(WHAT THIS TASK INVOLVES)
Below is a block of records; return all of them exactly, but without the images.

(EXERCISE INPUTS)
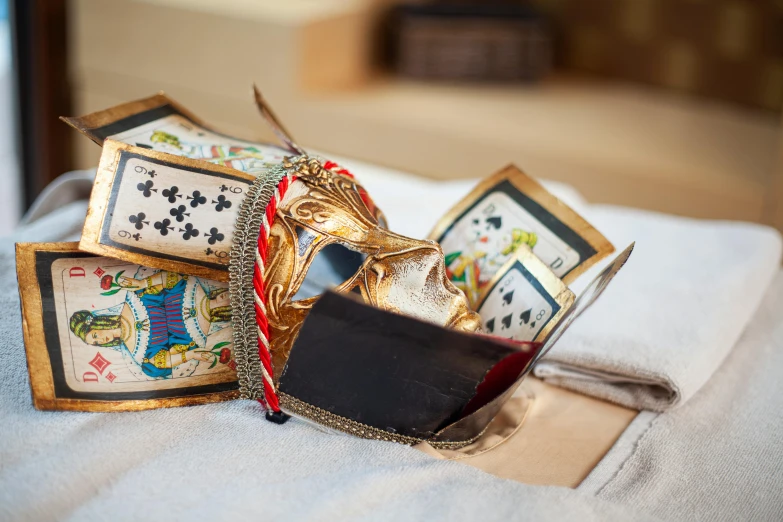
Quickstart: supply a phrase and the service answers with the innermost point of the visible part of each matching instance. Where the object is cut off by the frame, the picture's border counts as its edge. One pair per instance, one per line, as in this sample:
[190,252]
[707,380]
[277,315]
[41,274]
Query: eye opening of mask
[333,265]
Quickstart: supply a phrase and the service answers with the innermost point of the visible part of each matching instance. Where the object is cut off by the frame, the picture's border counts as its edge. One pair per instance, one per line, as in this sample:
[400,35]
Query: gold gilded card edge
[95,120]
[39,366]
[535,191]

(TASK OUTPUT)
Quickstart: supply a phrase and the service answers with the innermost point of the visible part of each matching instance. Where the object is cut off by the frame, the picture's border counts as its edge. One pair per instance, one per line, as in this sample:
[190,252]
[707,380]
[277,315]
[41,274]
Query: eye opening of mask
[333,265]
Quickstart: supply a phrase and the service answers with the innermost point of the visible part of each matching instance. Where the object is cut off by the frame, the picture's border counts as its edge. One pair per instance, one per line, as in this sample:
[400,35]
Query: gold gilded card edge
[95,120]
[39,366]
[535,191]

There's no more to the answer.